GIVEN PROBLEM. Count the lines in the listing below that contain the string "frame", treating case as significant, and reply with the number alone.

Object position labeling entries.
+++

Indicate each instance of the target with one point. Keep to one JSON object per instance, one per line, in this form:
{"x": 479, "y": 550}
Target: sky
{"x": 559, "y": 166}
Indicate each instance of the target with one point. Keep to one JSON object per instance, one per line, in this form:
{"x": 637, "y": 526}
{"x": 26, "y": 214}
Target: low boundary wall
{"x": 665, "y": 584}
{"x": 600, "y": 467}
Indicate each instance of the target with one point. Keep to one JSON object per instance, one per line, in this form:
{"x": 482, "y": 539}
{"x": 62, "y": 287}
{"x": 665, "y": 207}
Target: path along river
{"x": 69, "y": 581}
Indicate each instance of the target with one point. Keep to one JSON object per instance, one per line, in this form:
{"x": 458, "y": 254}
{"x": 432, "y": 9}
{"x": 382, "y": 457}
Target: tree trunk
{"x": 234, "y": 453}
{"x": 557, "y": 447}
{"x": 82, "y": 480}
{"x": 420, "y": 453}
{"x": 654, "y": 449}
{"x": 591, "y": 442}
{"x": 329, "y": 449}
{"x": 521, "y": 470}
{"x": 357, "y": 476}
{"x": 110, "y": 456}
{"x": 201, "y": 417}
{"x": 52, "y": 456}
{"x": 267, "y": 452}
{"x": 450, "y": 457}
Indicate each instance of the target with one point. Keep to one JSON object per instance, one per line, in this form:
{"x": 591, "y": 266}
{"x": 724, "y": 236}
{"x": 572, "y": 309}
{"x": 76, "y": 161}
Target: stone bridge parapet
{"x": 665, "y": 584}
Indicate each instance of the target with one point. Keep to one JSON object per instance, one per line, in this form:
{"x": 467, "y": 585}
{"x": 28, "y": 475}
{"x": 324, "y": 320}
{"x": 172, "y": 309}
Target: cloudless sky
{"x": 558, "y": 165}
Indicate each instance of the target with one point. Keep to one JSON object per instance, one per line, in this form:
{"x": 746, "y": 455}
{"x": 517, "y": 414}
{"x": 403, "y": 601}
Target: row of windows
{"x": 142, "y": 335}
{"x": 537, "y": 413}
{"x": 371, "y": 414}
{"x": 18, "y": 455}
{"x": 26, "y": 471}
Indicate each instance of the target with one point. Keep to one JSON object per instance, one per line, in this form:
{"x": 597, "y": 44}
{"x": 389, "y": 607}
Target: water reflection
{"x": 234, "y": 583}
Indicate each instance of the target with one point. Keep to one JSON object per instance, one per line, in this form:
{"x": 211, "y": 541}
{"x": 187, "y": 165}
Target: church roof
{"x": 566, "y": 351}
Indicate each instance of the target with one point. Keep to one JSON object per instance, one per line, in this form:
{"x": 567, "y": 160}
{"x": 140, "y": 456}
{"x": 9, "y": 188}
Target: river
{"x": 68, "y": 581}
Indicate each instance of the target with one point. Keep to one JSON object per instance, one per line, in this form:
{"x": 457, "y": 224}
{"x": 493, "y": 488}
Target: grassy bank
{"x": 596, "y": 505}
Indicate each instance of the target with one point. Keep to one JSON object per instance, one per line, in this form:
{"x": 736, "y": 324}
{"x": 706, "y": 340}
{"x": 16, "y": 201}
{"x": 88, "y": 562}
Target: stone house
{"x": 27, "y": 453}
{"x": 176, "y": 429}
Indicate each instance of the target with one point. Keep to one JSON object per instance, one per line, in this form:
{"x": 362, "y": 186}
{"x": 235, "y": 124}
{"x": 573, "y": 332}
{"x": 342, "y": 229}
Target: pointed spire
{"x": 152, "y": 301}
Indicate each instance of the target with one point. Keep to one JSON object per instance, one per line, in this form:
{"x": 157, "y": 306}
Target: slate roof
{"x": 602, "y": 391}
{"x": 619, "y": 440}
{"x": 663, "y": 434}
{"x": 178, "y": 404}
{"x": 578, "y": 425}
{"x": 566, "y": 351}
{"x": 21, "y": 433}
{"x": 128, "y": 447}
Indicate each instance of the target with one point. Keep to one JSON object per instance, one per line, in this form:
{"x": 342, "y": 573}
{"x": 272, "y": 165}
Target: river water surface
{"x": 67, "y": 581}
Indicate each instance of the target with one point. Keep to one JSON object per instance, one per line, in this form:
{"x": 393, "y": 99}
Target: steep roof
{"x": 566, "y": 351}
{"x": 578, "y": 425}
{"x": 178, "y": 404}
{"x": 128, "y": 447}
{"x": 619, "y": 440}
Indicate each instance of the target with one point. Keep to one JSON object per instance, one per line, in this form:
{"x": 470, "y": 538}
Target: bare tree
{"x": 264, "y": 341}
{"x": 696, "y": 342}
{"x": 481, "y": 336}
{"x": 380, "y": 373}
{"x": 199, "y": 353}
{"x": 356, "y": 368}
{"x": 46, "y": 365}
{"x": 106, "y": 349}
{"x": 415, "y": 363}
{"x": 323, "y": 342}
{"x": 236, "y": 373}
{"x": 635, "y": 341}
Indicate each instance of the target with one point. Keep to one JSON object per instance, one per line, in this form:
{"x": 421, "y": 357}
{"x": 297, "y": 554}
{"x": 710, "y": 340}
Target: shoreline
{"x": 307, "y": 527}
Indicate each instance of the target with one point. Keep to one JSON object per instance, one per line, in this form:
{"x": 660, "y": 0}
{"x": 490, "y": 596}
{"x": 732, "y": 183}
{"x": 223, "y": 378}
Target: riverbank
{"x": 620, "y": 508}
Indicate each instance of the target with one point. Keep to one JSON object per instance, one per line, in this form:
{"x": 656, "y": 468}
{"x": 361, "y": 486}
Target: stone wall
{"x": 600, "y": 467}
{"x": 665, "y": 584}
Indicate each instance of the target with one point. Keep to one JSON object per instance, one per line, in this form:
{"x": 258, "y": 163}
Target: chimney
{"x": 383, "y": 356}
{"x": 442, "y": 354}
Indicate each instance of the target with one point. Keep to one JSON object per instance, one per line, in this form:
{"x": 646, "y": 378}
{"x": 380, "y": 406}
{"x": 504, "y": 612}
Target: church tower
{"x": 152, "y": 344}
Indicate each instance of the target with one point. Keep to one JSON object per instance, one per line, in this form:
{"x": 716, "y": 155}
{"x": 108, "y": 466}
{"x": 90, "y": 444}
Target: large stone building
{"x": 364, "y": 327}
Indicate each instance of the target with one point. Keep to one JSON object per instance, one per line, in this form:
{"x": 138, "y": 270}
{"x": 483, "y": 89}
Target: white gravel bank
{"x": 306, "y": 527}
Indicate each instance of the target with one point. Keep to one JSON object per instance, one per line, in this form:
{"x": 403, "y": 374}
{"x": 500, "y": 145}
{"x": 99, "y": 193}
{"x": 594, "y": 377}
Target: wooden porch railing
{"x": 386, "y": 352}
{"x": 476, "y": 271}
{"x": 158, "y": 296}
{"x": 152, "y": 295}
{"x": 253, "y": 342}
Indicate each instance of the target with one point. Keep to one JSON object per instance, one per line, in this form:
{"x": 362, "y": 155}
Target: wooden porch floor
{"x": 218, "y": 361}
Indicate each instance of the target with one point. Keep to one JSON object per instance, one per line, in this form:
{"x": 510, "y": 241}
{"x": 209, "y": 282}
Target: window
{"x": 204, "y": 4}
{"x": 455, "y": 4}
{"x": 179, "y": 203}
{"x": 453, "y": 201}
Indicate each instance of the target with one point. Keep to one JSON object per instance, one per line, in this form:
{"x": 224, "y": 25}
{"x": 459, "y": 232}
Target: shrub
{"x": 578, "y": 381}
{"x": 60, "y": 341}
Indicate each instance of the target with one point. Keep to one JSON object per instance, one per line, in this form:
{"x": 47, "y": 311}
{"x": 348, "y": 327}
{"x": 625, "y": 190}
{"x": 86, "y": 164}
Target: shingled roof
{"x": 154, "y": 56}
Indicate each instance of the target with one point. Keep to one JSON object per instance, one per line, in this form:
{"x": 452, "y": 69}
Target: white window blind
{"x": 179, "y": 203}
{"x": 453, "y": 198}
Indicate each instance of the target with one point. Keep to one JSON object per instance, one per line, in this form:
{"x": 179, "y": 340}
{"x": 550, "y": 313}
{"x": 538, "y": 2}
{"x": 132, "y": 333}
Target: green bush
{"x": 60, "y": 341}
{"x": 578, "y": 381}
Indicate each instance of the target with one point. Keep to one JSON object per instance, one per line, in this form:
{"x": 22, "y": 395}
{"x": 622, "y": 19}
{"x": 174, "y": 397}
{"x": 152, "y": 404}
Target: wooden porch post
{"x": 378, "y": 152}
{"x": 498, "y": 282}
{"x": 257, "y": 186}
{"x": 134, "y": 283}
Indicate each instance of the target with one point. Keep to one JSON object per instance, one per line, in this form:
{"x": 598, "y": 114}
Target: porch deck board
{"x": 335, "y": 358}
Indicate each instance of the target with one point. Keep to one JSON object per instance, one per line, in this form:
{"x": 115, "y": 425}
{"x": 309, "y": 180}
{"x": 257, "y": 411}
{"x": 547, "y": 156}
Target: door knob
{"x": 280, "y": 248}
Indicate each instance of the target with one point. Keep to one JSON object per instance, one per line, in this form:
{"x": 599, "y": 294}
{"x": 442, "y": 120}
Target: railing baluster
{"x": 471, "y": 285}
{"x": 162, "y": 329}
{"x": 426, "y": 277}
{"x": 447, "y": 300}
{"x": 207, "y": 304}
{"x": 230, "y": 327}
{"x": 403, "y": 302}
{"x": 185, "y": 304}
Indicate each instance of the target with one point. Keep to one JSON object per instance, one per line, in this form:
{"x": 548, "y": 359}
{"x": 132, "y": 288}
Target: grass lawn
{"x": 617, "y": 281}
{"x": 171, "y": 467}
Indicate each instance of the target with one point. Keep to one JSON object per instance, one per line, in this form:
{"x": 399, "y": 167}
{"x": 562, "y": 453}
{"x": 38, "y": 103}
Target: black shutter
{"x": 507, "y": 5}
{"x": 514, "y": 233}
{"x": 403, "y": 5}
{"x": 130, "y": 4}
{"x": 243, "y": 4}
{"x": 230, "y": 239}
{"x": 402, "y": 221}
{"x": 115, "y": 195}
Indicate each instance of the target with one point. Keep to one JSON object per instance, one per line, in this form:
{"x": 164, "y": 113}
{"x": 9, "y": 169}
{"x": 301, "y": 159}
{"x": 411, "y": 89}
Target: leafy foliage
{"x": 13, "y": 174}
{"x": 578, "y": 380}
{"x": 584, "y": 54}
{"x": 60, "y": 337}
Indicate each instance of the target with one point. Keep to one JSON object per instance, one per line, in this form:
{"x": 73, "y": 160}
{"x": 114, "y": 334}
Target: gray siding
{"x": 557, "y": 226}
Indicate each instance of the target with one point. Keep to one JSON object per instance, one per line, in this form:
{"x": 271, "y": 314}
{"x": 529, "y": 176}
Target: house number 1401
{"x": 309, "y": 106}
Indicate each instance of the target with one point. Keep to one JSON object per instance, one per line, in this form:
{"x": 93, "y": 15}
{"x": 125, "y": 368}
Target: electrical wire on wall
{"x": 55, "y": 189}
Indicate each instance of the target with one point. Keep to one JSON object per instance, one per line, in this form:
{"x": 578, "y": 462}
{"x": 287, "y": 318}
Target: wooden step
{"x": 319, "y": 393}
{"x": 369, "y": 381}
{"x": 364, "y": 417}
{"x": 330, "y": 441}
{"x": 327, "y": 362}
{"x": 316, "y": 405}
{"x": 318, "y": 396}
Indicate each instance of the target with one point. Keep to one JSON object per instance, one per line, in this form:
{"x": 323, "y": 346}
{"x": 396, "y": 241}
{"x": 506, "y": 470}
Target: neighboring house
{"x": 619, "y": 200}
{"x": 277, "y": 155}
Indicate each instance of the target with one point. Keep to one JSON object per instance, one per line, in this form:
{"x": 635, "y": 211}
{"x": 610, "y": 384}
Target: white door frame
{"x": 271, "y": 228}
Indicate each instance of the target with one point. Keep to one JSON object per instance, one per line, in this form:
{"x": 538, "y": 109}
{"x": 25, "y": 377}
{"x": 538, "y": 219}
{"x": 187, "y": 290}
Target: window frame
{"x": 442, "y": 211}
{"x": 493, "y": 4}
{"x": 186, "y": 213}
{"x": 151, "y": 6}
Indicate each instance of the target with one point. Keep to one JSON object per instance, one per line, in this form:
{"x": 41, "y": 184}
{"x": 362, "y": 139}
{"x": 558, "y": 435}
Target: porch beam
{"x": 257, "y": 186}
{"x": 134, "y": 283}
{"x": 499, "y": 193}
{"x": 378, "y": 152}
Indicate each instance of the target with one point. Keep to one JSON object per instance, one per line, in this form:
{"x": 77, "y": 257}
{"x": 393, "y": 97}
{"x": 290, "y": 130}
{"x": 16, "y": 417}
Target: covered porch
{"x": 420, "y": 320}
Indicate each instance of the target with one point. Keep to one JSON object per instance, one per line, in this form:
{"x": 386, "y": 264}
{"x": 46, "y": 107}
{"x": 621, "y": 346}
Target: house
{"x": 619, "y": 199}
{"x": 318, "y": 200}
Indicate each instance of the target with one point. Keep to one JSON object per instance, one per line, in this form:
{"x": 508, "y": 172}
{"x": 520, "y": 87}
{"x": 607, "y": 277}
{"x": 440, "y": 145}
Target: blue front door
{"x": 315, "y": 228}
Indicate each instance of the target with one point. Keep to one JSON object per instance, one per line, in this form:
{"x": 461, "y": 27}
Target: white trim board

+++

IN RESPONSE. 2